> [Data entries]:
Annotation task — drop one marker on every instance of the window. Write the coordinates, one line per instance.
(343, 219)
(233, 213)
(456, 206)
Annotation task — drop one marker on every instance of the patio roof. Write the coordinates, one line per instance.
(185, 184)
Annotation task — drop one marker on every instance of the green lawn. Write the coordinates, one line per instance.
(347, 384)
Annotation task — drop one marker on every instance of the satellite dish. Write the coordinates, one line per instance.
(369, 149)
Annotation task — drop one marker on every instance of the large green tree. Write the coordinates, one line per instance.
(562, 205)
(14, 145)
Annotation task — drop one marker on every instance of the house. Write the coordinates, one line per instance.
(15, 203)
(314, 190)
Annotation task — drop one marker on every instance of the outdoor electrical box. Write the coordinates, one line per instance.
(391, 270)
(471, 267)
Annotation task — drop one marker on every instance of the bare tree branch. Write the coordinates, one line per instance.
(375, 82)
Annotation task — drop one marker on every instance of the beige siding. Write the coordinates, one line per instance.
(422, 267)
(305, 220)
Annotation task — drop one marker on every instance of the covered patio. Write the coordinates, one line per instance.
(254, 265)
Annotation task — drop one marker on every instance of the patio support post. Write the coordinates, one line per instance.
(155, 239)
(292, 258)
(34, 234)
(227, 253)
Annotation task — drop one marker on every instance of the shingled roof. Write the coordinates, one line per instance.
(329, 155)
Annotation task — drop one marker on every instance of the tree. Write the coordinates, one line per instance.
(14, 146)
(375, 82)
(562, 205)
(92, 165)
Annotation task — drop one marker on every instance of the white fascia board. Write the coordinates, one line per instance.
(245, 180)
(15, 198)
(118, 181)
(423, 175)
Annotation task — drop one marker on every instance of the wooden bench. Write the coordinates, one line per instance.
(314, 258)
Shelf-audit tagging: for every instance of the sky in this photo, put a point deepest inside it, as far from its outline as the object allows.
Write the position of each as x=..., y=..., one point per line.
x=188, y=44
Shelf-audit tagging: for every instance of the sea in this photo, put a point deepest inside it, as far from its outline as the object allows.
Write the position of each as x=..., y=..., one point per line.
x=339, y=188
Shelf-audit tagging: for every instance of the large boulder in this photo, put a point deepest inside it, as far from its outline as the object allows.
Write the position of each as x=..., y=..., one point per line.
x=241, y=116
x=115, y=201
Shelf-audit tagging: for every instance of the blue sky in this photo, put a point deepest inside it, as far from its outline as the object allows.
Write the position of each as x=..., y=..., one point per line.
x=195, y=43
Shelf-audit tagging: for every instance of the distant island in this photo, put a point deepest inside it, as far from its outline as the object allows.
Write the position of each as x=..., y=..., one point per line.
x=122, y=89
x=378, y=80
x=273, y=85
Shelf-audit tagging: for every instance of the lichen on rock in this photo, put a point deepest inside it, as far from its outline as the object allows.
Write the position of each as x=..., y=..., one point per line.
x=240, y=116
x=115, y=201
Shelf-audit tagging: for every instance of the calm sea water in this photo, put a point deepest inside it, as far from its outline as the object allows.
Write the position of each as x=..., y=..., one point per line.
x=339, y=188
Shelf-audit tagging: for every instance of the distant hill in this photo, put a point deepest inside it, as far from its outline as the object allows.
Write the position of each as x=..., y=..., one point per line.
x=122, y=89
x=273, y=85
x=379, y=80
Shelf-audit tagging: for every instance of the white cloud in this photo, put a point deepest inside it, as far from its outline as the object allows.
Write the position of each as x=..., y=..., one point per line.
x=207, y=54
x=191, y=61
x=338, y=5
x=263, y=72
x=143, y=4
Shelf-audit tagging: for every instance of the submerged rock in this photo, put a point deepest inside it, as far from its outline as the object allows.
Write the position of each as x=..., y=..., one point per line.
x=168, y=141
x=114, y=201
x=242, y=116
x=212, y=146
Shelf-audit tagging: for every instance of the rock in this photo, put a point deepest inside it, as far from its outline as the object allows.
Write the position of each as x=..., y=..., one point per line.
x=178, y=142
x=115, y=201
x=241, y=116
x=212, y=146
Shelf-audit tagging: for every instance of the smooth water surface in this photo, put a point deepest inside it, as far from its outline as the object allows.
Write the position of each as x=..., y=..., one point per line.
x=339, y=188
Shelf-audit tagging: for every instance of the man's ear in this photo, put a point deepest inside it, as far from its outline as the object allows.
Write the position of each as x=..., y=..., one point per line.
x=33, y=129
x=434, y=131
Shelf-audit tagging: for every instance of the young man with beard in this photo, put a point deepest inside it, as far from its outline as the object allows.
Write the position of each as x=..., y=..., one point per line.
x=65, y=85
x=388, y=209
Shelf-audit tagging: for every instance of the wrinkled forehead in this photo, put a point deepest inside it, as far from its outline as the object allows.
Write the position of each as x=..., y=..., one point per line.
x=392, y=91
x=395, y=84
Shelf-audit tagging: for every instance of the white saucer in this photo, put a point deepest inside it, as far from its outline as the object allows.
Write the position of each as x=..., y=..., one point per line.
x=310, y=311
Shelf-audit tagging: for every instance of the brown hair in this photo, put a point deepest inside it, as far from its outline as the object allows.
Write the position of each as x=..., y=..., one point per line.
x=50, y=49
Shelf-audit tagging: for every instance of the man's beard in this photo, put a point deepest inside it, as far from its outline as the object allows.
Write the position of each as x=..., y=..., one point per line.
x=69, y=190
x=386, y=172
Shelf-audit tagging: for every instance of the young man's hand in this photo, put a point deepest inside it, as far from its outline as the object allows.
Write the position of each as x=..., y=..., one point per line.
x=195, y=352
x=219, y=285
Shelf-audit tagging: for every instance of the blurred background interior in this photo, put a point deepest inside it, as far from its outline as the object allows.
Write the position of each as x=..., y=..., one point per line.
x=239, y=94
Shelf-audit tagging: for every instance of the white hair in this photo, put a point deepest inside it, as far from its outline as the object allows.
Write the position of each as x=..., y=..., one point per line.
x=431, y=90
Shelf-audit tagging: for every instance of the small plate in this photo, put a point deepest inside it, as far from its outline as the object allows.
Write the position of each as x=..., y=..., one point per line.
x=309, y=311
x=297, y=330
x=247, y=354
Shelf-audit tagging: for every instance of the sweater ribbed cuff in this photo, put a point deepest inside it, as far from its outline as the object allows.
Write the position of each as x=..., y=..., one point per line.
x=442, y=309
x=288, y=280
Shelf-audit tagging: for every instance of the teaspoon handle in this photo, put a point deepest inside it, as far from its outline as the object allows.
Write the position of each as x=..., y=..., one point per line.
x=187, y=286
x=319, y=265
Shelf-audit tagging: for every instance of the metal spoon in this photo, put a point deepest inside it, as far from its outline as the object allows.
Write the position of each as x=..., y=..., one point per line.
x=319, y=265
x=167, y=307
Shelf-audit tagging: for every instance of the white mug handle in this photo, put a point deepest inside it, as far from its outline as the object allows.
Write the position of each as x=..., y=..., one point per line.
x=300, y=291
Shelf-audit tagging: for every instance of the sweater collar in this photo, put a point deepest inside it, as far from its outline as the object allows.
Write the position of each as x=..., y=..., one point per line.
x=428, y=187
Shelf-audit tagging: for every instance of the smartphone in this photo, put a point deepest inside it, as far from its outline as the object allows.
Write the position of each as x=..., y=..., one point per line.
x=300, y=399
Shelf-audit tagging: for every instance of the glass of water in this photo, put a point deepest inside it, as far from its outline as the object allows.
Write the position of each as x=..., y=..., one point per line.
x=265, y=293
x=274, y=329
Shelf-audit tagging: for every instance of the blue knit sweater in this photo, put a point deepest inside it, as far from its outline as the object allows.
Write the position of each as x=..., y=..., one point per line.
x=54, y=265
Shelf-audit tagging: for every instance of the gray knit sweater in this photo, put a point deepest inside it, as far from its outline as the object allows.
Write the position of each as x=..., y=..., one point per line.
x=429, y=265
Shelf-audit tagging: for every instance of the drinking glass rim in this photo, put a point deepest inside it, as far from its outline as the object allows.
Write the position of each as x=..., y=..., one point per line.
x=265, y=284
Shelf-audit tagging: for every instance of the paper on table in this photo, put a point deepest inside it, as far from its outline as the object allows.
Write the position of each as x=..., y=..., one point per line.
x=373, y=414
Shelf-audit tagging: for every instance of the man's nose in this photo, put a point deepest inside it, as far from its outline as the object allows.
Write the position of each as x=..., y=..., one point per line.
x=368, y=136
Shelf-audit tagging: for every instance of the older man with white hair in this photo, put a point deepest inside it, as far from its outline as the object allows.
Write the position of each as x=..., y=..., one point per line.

> [Aim of the task]:
Each line of the entries above that contains "blue" must be copied into the answer.

> [Response box]:
Shelf-audit tagging: for every instance of the blue sky in this photo, put a point deepest inside it, as far from its outline as the object allows.
Shelf-audit tagging: for every instance of the blue knit sweater in this photo, put a point deepest inside it, as far from its outline as the object allows.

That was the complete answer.